It’s a little hard for me to explain how much I love this sausage dip recipe.
I guess this best way is to say that I would gladly eschew all manners and eat it out of the pot while standing over the stove, even if you were standing there right beside me, patiently waiting your turn for a nibble. I’d probably start throwing elbows and double dipping, and you’d be all, “Really, TPO? Nobody wants your stank germs in the sausage dip.” And I’d be all, “It’s all mine then. Because I have dysentary and cholera and other assorted Oregon Trail illnesses. You don’t want nan of this.” And then I’d put my head in it and enjoy my last meal while y’all all watch the Super Bowl.
An easy, quick and savory dip perfect for parties and delicious added to to tacos, burritos and nachos.
Ingredients
- 1 tube sausage (I use turkey sausage to lower the calories and fat a little.)
- 1 can Rotel, drained
- 1 8 oz package of cream cheese (I use Neufchatel to lower the calories and fat.)
- Tortilla chips (or chips of your choosing) to serve
Instructions
- Brown the sausage and break it up into small pieces.
- Dump the Rotel and the cream cheese into a large pot. Mix together and warm through.
- Add the sausage into the pot and mix well.
- Serve.
Notes
The recipe is easily doubled for a larger gathering, and can be placed on low in a crock pot during gatherings. Leftovers are easily reheated and enjoyed later.
















6 Comments on "Sausage Dip Recipe"
You know how to cut the fat even more? After you brown the sausage, place it in a colander and rinse with water. Throw it back in pan, heat it up again and proceed. You lose more fat, but keep the flavor- therefore, you really CAN eat the whole thing!!!
Perfect. Thanks, Chrissy. I always kind of figure when I’m eating it that I’ll just do some extra cardio make up for it, but every little bit helps. It’s so yummy!
Have you done this with Velveeta instead of cream cheese? OH MY WORD!
I have. And exactly.
Am making something very similar today and oh my I cannot even wait!!!
Please share your recipe. I’m always looking for new ways to gorge myself.

* _Input data_
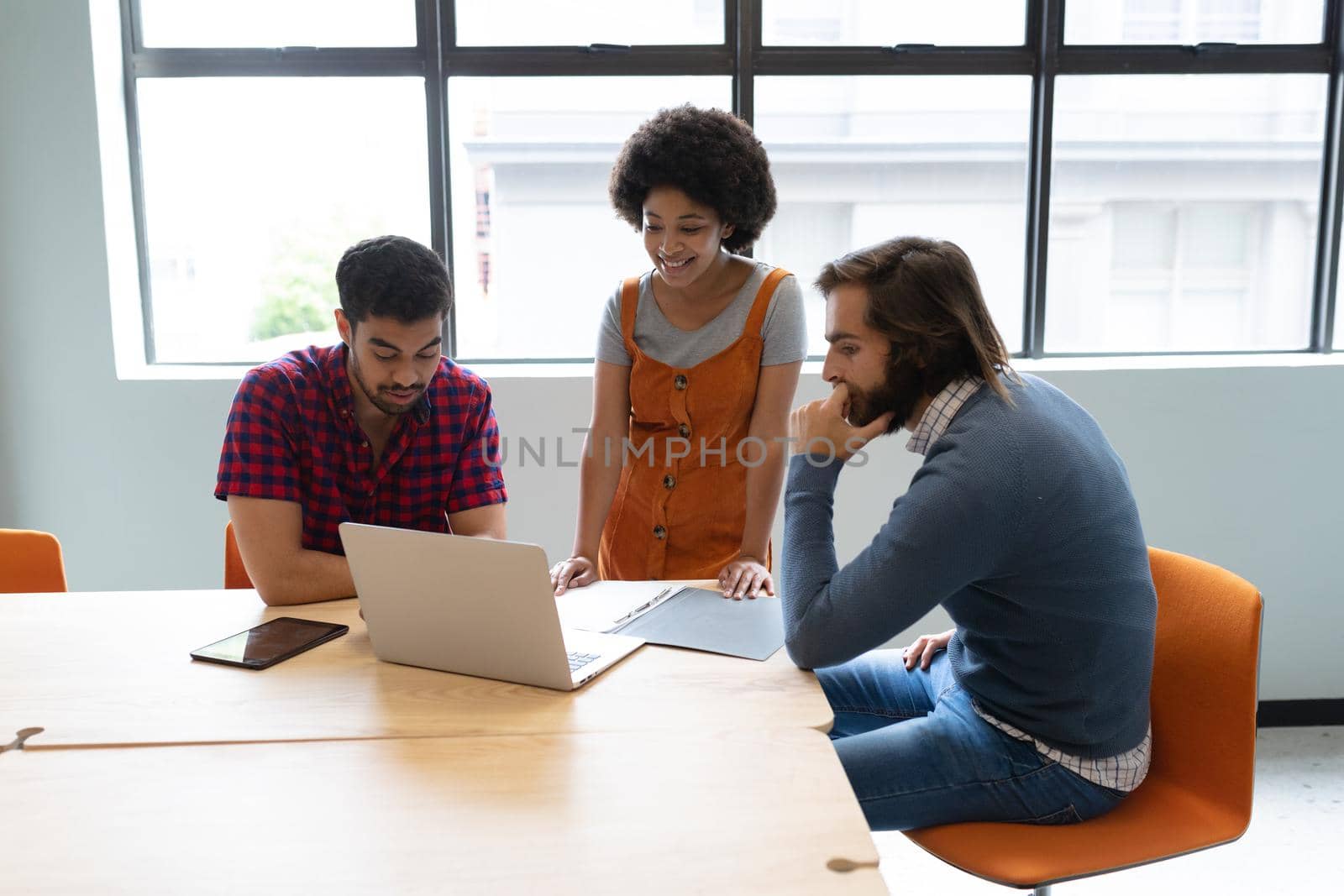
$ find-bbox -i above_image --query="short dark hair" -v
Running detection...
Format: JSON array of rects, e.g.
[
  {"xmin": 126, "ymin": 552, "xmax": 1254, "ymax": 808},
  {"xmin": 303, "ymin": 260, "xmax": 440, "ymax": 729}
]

* _What you will do_
From the sausage dip recipe, reproduce word for word the part starting with "6 Comments on" and going on through "cannot even wait!!!".

* _Result below_
6 Comments on "Sausage Dip Recipe"
You know how to cut the fat even more? After you brown the sausage, place it in a colander and rinse with water. Throw it back in pan, heat it up again and proceed. You lose more fat, but keep the flavor- therefore, you really CAN eat the whole thing!!!
Perfect. Thanks, Chrissy. I always kind of figure when I’m eating it that I’ll just do some extra cardio make up for it, but every little bit helps. It’s so yummy!
Have you done this with Velveeta instead of cream cheese? OH MY WORD!
I have. And exactly.
Am making something very similar today and oh my I cannot even wait!!!